Prompt A ▸ Decide whether each statement agrees with the passage on ads in LLM results: (i) the writer expects LLM results to start including ads; (ii) the writer says the main problem is that LLMs lie; (iii) the writer says open-source LLMs will fully solve the problem. For each, answer yes or no and quote the deciding words of the passage.
Prompt B ▸ Write what comes next in the passage on ads in LLM results, continuing on from its final sentence.

Exercise text ▸
—————

I fully expect LLM results to start including ads, but because of the competition I hope/believe the incentives are much better than they are for, say Google's search monopoly.
It could potentially be more insidious though.
We'll probably start sending prompts to multiple models and comparing the results with lower-power local models.
I would never describe the output I've seen from LLMs as "organic".
The real issue isn't that LLMs lie, it's that they emphasize certain truths over others, shaping perception without saying anything factually incorrect. That makes them harder to detect than traditional ads or SEO spam.
Open-source LLMs and transparency in prompt+context will help a bit, but long-term, we probably need something like reputation scores for LLM output, tied to models, data sources, or even the prompt authors.
When LLM-generated content is pervasive everywhere, and the training data for LLMs is coming from the prior output of LLMs, we're going to be in for some fun. Validation and curation of information are soon going to be more important than they've ever been.

—————

Dataset extract ▸
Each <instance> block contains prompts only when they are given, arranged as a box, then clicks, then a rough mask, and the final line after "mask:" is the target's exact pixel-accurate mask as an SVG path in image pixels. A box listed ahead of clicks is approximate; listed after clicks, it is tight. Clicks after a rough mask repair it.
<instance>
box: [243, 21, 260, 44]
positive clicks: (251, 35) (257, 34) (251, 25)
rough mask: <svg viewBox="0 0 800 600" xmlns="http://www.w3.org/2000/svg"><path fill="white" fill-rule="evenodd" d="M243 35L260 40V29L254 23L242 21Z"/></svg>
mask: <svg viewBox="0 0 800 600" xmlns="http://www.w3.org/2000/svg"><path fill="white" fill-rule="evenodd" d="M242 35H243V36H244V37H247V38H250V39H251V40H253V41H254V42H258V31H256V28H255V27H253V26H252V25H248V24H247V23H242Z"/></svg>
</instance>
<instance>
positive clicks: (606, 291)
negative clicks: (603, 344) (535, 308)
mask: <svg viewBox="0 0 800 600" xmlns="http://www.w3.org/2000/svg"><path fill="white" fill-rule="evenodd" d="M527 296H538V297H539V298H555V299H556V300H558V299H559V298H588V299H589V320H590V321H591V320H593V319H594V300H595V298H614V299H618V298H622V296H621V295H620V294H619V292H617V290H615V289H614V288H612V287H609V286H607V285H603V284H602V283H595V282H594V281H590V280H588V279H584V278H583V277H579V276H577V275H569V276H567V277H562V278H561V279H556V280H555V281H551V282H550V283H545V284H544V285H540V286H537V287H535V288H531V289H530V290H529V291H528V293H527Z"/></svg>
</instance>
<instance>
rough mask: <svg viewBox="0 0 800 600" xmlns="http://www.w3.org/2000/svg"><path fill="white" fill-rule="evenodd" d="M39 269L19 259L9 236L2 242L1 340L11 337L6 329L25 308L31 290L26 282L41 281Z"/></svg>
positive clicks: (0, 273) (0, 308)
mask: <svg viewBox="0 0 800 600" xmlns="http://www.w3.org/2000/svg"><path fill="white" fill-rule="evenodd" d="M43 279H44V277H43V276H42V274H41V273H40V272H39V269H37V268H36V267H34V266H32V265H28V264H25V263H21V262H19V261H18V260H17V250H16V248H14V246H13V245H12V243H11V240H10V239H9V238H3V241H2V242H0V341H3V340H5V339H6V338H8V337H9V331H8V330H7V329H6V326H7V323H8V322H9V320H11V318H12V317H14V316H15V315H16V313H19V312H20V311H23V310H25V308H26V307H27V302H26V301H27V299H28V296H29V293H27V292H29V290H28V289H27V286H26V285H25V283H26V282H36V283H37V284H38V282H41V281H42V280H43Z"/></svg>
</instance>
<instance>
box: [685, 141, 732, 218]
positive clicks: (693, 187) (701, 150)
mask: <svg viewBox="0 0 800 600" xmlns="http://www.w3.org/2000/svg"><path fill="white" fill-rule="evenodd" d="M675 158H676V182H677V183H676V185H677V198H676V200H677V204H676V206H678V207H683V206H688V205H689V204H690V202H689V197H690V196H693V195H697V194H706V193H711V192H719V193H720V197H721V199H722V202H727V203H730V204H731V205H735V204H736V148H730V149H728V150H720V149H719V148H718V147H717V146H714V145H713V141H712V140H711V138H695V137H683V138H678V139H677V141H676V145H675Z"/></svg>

—————

Result A ▸
(i) Yes: "I fully expect LLM results to start including ads"
(ii) No: "The real issue isn't that LLMs lie, it's that they emphasize certain truths over others"
(iii) No: "Open-source LLMs and transparency in prompt+context will help a bit"

Result B ▸
But I don't think there'll be too much intentional manipulation of LLMs, given how decentralized LLMs already are. It's going to be difficult enough getting consistency with valid info -- manipulating the entire ecosystem with deliberately contrived info is going to be very challenging.
In near future, companies will probably be able to pay lots of money to have their products come up better in the comparison. LLMs are smart enough to make the result seem "organic" -- all verifiable information will be true and supported by references, it will only be about proper framing and emphasis, etc.